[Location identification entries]
= = = = =
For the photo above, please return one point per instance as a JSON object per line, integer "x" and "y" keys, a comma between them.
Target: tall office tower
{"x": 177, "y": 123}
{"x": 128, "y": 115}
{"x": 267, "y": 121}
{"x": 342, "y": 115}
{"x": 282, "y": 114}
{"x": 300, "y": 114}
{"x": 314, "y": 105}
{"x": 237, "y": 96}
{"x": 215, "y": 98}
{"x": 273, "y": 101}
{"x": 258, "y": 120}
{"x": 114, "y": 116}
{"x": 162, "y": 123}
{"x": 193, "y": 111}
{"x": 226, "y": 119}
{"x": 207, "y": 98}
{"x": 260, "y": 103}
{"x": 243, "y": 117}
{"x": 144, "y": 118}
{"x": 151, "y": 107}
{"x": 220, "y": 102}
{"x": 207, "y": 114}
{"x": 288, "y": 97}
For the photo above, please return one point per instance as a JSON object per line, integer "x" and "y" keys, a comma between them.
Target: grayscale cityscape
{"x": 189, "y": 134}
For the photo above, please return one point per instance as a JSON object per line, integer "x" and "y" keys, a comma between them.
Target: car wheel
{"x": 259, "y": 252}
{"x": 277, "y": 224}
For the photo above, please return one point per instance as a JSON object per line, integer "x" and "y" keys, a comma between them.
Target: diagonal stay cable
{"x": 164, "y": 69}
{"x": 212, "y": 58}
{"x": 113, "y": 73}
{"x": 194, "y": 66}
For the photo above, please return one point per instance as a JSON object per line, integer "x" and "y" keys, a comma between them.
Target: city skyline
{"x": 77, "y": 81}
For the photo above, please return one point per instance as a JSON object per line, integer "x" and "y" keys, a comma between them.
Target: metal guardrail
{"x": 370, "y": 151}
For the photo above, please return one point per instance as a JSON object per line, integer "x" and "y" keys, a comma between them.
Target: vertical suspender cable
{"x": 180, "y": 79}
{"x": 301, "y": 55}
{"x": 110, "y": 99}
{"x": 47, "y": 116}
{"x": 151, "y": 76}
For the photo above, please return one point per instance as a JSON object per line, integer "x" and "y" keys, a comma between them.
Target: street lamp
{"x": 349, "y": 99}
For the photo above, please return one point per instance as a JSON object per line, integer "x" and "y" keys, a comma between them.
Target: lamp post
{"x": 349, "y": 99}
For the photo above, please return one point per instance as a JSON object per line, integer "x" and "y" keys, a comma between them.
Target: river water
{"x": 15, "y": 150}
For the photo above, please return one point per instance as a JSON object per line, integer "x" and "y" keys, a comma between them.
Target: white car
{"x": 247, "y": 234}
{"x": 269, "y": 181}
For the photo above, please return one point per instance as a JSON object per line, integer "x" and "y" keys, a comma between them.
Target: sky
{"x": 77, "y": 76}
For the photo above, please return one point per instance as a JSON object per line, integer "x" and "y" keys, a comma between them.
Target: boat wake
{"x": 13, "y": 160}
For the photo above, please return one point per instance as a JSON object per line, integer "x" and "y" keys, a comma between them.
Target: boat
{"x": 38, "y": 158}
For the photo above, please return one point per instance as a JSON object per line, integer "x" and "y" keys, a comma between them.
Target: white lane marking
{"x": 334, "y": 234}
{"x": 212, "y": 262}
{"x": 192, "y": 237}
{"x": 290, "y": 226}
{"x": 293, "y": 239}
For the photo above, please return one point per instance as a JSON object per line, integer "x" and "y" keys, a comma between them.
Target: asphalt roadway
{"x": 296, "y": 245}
= = = = =
WHAT YOU ARE ASKED TO DO
Write out the material exactly as given.

REPLY TO THE EXERCISE
For the photo above, please return one point per instance as a JSON object per line, integer "x" and "y" keys, a comma between them.
Target: tall office tower
{"x": 177, "y": 123}
{"x": 128, "y": 115}
{"x": 267, "y": 121}
{"x": 342, "y": 115}
{"x": 282, "y": 114}
{"x": 300, "y": 114}
{"x": 314, "y": 105}
{"x": 237, "y": 96}
{"x": 215, "y": 98}
{"x": 273, "y": 101}
{"x": 258, "y": 120}
{"x": 114, "y": 116}
{"x": 162, "y": 123}
{"x": 193, "y": 111}
{"x": 226, "y": 119}
{"x": 207, "y": 98}
{"x": 260, "y": 103}
{"x": 243, "y": 117}
{"x": 144, "y": 118}
{"x": 151, "y": 107}
{"x": 220, "y": 102}
{"x": 207, "y": 114}
{"x": 288, "y": 97}
For the photo above, please return one point per instance as a JSON object per line, integer "x" and "y" keys, a comma between them.
Target: grayscale cityscape
{"x": 189, "y": 134}
For the photo above, please return one point per instance as a JSON object per line, integer "x" and "y" keys, a comma between them.
Target: car wheel
{"x": 259, "y": 252}
{"x": 277, "y": 224}
For the photo above, please return one point per instance as a JSON object per line, integer "x" and "y" keys, a comma between them.
Target: diagonal stay cable
{"x": 164, "y": 69}
{"x": 212, "y": 58}
{"x": 113, "y": 73}
{"x": 194, "y": 66}
For the photo above, please return one point per instance as a JSON object per line, integer "x" and "y" keys, a comma between them.
Target: city skyline
{"x": 77, "y": 81}
For the photo above, please return one point per instance as a JSON object per line, integer "x" and "y" keys, a comma between them.
Target: metal guardrail
{"x": 370, "y": 151}
For the photo above, please return one point per instance as a JSON object per line, integer "x" and "y" keys, a comma between them.
Target: vertical suspender cable
{"x": 180, "y": 79}
{"x": 301, "y": 55}
{"x": 110, "y": 99}
{"x": 47, "y": 116}
{"x": 151, "y": 76}
For the photo above, please return one point per instance as a JSON object per line, integer "x" and "y" keys, a comma between them.
Target: street lamp
{"x": 349, "y": 99}
For the photo above, please return one point per instance as a JSON object per line, integer "x" and "y" keys, a comma between them.
Target: lamp post
{"x": 349, "y": 99}
For the photo above, please return one point per instance as a JSON object per line, integer "x" and "y" keys, a comma between them.
Target: river water
{"x": 15, "y": 150}
For the photo above, please return one point per instance as a JSON object per line, integer "x" and "y" keys, a comma between them.
Target: white car
{"x": 247, "y": 234}
{"x": 269, "y": 181}
For the photo above, please return one point per instance as a JSON object per line, integer "x" and "y" keys, a comma between them.
Target: sky
{"x": 77, "y": 76}
For the photo above, please return one point per instance as a JSON object per line, integer "x" and "y" keys, a comma between them.
Target: boat wake
{"x": 13, "y": 160}
For the photo above, please return one point per instance as a JSON object per line, integer "x" and "y" keys, a comma between them.
Target: boat
{"x": 38, "y": 158}
For the photo above, please return one point per instance as a JSON object per line, integer "x" and "y" keys, a comma between them.
Target: white lane marking
{"x": 334, "y": 234}
{"x": 212, "y": 262}
{"x": 192, "y": 237}
{"x": 290, "y": 226}
{"x": 293, "y": 239}
For the photo above, please return one point per instance as a JSON object per line, integer "x" and "y" keys, a comma between them.
Target: asphalt roadway
{"x": 296, "y": 245}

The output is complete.